[OBJECTIVE] Extract every line of the items below that contains the string "green", matching case exactly.

[RECORDED INFORMATION]
-------------------------
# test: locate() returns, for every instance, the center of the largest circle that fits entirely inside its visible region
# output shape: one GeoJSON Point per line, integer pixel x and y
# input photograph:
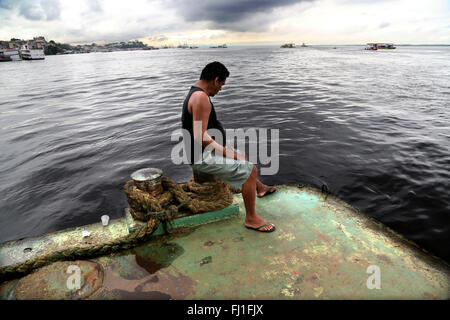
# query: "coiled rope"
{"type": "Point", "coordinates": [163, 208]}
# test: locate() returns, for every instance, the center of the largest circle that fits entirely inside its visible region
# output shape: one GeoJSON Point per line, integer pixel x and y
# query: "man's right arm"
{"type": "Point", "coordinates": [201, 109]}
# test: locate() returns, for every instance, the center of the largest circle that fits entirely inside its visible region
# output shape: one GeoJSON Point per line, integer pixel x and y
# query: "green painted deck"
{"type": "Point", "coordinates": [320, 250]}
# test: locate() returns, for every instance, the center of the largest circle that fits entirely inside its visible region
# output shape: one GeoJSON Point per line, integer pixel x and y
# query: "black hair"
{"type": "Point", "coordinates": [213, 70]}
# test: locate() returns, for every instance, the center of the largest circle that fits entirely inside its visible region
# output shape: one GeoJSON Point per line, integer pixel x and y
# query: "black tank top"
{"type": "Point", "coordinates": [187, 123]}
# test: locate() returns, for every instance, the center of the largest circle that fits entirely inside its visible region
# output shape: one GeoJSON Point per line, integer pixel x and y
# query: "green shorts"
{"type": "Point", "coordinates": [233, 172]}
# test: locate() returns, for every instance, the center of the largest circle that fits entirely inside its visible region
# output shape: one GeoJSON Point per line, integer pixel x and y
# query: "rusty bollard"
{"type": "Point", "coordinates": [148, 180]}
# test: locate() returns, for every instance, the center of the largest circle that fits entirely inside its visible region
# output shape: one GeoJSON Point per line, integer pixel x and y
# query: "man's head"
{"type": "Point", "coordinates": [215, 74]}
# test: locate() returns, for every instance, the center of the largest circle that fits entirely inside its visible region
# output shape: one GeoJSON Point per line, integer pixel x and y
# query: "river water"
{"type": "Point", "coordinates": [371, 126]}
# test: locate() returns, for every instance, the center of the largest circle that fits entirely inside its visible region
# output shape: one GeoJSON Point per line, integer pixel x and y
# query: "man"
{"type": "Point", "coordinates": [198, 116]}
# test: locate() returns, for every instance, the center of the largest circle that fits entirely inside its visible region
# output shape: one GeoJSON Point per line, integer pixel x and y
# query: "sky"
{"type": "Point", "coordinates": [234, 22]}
-------------------------
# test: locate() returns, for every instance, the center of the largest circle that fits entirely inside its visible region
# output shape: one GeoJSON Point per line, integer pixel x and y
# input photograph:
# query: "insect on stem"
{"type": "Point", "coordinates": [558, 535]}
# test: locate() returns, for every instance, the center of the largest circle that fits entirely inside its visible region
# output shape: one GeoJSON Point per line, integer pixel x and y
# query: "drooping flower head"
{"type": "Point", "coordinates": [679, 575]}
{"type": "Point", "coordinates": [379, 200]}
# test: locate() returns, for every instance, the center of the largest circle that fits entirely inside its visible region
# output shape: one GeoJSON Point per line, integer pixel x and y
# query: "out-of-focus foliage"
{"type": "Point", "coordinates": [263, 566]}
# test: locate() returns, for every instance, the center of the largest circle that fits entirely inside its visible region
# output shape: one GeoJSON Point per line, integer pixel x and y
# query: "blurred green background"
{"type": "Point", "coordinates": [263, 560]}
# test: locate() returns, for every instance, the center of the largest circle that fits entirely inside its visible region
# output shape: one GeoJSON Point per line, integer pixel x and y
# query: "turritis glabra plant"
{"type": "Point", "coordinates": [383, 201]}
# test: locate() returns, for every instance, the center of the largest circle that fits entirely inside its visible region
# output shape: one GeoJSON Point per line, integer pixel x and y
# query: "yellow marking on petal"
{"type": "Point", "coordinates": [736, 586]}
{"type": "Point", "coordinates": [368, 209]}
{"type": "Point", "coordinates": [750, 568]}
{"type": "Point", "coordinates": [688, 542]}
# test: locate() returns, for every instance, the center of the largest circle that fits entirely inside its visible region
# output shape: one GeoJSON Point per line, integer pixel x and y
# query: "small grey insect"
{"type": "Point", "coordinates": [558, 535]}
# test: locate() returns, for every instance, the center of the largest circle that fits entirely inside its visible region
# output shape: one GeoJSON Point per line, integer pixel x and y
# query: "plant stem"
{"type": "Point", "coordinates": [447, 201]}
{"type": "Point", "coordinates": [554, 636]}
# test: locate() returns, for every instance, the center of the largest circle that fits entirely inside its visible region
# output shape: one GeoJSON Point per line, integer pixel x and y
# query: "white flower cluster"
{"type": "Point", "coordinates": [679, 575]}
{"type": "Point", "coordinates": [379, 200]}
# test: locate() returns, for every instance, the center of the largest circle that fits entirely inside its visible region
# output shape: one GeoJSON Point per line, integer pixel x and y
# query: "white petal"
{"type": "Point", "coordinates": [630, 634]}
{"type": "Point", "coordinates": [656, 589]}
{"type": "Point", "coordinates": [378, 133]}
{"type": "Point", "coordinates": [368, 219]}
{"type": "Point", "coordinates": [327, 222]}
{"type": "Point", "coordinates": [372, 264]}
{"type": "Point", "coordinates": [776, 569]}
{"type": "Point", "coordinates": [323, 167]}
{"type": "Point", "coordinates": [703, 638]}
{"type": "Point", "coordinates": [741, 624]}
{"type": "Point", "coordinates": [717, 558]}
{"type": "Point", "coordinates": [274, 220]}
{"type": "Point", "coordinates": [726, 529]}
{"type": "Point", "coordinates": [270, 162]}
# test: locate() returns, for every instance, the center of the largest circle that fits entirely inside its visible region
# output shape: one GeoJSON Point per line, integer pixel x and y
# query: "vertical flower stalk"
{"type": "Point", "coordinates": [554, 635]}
-------------------------
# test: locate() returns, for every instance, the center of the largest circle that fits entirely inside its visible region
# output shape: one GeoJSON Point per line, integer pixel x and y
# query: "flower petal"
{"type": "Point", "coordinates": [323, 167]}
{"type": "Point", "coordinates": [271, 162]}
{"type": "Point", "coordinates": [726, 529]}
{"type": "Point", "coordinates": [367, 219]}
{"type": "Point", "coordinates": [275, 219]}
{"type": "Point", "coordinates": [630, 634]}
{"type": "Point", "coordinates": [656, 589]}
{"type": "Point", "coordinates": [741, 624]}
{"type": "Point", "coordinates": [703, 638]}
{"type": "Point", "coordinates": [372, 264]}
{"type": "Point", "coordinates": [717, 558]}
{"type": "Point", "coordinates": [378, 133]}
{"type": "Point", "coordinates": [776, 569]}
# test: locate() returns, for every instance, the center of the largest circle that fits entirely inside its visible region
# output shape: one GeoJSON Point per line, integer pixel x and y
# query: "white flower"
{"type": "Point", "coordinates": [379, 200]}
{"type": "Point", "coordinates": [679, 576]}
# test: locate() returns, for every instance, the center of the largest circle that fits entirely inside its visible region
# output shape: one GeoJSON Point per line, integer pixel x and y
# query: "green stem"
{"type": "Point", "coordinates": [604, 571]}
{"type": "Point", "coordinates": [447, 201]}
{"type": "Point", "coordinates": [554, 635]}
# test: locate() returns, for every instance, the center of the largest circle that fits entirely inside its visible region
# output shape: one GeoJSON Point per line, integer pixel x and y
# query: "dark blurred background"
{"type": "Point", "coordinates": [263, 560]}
-------------------------
[WRITTEN SOLUTION]
# query: "green painted deck"
# query: "green shorts"
# query: "blurred green background"
# query: "green stem"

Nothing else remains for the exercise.